Document segment:
As prelude to a story we have planned for our Dec. 16 After Hours section, here’s a link to a Washington Post report on a controversy that’s currently raging in the U.S. over the decision of the Smithsonian Museum to bow to pressure from Republican leaders (spurred by criticism from the Catholic League) to remove from display David Wojnarowicz’s 1987 video Fire in My Belly which contains a short segment depicting ants crawling on a crucifix.

Wojnarowicz (pictured left) died of HIV/AIDS in 1992, and the video was intended as a comment on the epidemic. After viewing it on YouTube, here’s some thoughts on it’s potential meaning: yes, the crucifix is central to Christian iconography. But in a broader context, it can be read as a near universal symbol in Western society for suffering and persecution.

In the first decade of the HIV/AIDS epidemic in particular, it was focussed primarily in the gay community. The disease caused enormous suffering through the opportunistic diseases that men became susceptible to when their immune systems were compromised — diseases like meningitis, pneumonia, tuberculosis, kaposi’s sarcoma and many more that ravage the body and mind of infected individuals and ultimately cause their deaths.

It’s also true that due to rampant homophobia, gays were largely left to fend for themselves when the virus first hit the community. Governments and health agencies were slow to direct resources to combat the disease and promote public awareness. Some prominent individuals and organizations even described HIV/AIDS as God’s revenge on gays or otherwise indicated that men who became infected were morally deficient and therefore deserved their fate. That fits my definition of persecution.

Requirement 1: According to the post on the Smithsonian's removal of the Wojnarowicz video, what did the segment of Fire in My Belly that drew objections depict?
Requirement 2: Reproduce the passage of the post on the Smithsonian controversy that starts with "Wojnarowicz (pictured left)" and continues through "cause their deaths.".

Supplied data:
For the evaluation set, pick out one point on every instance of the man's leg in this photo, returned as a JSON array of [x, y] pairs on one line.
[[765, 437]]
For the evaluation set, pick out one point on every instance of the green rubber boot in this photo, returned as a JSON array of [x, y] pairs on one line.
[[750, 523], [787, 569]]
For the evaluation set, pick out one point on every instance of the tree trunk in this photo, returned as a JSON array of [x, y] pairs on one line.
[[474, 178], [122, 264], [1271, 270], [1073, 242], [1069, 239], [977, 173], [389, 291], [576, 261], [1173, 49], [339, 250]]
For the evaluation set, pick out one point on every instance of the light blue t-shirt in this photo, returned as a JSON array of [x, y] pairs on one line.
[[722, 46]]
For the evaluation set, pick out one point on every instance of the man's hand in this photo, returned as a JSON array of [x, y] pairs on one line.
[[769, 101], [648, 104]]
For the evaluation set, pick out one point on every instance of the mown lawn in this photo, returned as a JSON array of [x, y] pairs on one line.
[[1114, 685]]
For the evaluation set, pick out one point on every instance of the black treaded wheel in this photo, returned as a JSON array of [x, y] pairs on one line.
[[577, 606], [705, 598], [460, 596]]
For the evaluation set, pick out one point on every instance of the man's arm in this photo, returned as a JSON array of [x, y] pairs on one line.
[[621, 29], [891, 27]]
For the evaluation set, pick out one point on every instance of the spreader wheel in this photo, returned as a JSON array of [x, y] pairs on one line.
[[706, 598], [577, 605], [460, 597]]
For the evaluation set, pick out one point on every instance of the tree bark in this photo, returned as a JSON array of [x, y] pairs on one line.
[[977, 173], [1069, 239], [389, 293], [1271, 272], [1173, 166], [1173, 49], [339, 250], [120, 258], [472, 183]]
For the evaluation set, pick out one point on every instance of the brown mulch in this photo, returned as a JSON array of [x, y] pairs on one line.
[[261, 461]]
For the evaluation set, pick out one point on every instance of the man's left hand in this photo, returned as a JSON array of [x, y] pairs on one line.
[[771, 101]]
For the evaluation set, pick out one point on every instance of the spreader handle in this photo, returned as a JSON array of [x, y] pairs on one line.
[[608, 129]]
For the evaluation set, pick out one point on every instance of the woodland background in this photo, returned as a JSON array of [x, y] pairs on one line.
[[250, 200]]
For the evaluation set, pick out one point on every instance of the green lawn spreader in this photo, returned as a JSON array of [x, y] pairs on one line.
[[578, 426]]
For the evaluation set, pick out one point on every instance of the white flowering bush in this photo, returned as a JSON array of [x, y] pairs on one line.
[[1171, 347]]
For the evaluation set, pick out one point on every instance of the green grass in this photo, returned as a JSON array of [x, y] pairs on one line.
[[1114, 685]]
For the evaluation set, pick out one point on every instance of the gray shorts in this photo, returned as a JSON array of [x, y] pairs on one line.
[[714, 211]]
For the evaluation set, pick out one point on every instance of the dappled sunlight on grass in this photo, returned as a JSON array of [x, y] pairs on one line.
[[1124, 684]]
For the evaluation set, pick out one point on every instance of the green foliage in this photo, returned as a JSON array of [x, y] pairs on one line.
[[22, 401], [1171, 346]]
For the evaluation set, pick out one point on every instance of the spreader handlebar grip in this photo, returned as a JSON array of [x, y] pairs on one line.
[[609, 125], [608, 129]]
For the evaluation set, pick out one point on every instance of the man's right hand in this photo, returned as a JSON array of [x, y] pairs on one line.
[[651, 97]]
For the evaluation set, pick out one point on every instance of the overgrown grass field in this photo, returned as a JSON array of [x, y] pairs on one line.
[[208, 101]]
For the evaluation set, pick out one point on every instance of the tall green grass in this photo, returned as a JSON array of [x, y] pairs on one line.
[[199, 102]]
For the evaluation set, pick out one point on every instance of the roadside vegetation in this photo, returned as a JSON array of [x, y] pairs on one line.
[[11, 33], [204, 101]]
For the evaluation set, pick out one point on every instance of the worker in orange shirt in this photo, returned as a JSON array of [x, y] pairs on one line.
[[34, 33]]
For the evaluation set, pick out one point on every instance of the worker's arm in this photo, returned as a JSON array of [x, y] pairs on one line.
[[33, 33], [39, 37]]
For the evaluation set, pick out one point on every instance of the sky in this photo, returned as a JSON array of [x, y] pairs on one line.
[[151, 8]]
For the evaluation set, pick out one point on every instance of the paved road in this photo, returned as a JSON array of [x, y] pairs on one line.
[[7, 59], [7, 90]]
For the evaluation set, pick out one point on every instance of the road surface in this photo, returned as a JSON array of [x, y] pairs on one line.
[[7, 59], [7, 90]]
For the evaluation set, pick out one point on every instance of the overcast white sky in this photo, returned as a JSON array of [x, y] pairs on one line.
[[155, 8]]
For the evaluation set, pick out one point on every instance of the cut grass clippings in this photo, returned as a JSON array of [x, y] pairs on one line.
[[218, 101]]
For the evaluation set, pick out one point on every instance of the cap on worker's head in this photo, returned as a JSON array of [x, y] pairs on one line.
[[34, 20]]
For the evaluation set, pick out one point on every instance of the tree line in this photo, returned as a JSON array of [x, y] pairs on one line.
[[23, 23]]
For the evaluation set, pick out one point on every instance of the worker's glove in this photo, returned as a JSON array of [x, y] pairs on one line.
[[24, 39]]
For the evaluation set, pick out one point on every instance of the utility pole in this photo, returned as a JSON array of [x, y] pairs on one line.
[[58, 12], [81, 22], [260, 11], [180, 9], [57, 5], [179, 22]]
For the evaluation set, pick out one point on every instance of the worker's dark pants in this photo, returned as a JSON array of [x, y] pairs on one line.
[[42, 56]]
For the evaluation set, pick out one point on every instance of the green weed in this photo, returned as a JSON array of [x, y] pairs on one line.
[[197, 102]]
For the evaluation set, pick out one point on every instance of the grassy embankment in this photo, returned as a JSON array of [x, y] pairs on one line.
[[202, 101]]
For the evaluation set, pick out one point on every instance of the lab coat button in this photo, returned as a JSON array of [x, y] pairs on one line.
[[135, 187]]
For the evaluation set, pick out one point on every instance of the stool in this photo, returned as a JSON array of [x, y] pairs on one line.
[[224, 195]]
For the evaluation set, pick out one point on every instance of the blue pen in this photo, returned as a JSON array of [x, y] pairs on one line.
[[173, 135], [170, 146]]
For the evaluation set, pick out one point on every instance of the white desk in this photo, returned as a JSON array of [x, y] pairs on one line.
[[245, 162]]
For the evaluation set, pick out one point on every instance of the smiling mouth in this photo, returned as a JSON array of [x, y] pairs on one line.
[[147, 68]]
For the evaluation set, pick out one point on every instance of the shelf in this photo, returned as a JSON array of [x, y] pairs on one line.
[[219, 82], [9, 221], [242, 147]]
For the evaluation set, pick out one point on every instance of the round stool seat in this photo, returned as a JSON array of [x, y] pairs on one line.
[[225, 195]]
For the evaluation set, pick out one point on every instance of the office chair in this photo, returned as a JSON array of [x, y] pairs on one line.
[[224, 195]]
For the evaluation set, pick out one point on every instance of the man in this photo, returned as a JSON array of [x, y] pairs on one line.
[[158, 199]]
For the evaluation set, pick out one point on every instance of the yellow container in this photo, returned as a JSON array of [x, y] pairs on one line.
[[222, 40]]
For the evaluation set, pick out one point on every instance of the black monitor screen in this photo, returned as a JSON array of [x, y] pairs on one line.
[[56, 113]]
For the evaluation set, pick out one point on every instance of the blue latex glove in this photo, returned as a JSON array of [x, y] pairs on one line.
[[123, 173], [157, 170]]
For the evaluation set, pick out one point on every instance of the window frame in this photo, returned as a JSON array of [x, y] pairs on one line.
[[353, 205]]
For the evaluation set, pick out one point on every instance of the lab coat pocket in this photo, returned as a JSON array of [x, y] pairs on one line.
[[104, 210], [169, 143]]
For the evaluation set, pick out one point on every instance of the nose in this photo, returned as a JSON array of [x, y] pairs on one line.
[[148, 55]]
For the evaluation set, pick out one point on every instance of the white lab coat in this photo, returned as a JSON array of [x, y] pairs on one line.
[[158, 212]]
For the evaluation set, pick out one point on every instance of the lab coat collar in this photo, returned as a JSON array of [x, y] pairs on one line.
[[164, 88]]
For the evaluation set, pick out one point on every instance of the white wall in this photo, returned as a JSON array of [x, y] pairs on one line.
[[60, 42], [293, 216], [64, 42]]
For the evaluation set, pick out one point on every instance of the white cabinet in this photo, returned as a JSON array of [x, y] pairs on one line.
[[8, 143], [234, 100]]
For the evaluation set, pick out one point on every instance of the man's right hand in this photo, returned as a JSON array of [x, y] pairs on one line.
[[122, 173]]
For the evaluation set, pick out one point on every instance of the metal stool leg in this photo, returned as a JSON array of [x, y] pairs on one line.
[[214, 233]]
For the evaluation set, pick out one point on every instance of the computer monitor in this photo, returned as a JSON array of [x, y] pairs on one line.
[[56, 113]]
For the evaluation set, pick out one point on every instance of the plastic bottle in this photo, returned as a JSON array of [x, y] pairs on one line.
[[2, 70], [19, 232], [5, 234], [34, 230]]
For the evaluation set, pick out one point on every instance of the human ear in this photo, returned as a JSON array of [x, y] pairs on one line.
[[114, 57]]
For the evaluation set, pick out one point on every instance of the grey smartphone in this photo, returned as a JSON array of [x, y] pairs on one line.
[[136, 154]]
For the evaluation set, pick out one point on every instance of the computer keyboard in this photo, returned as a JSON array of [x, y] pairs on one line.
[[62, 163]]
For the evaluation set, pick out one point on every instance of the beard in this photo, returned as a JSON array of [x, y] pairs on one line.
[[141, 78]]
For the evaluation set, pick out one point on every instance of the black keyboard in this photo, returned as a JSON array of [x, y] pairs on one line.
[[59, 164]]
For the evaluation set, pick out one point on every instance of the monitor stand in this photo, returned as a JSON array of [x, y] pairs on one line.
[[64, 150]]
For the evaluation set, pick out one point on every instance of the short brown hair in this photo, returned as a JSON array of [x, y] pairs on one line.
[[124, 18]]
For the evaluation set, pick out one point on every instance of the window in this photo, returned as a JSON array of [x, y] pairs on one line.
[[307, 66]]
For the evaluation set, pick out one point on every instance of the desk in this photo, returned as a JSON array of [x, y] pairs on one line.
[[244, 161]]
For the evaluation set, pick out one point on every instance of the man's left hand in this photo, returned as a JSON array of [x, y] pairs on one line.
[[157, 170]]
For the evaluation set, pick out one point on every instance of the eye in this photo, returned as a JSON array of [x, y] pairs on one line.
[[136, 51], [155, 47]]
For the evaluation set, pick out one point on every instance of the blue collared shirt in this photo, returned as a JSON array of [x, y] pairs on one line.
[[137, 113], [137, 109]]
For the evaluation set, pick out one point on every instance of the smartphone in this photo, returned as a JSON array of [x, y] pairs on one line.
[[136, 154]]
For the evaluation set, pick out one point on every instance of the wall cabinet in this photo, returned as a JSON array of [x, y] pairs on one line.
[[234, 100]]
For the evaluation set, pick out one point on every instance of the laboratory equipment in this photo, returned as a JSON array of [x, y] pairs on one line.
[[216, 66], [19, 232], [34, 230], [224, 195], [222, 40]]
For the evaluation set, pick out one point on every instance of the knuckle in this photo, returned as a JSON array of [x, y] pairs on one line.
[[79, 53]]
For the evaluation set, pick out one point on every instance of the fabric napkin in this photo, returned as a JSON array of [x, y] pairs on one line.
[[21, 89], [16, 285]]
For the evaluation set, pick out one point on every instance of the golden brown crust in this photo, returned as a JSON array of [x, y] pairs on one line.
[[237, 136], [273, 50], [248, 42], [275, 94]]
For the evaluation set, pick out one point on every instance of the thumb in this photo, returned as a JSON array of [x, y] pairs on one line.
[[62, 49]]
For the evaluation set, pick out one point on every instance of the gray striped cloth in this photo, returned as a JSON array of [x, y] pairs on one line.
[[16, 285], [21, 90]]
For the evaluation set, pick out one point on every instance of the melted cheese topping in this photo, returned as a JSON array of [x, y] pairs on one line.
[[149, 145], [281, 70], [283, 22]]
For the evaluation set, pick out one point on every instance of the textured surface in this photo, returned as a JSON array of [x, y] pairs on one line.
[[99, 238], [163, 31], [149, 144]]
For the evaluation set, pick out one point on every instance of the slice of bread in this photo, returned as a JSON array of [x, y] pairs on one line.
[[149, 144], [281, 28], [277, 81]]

Task result 1: Ants crawling on a crucifix.

Task result 2:
Wojnarowicz (pictured left) died of HIV/AIDS in 1992, and the video was intended as a comment on the epidemic. After viewing it on YouTube, here’s some thoughts on it’s potential meaning: yes, the crucifix is central to Christian iconography. But in a broader context, it can be read as a near universal symbol in Western society for suffering and persecution.

In the first decade of the HIV/AIDS epidemic in particular, it was focussed primarily in the gay community. The disease caused enormous suffering through the opportunistic diseases that men became susceptible to when their immune systems were compromised — diseases like meningitis, pneumonia, tuberculosis, kaposi’s sarcoma and many more that ravage the body and mind of infected individuals and ultimately cause their deaths.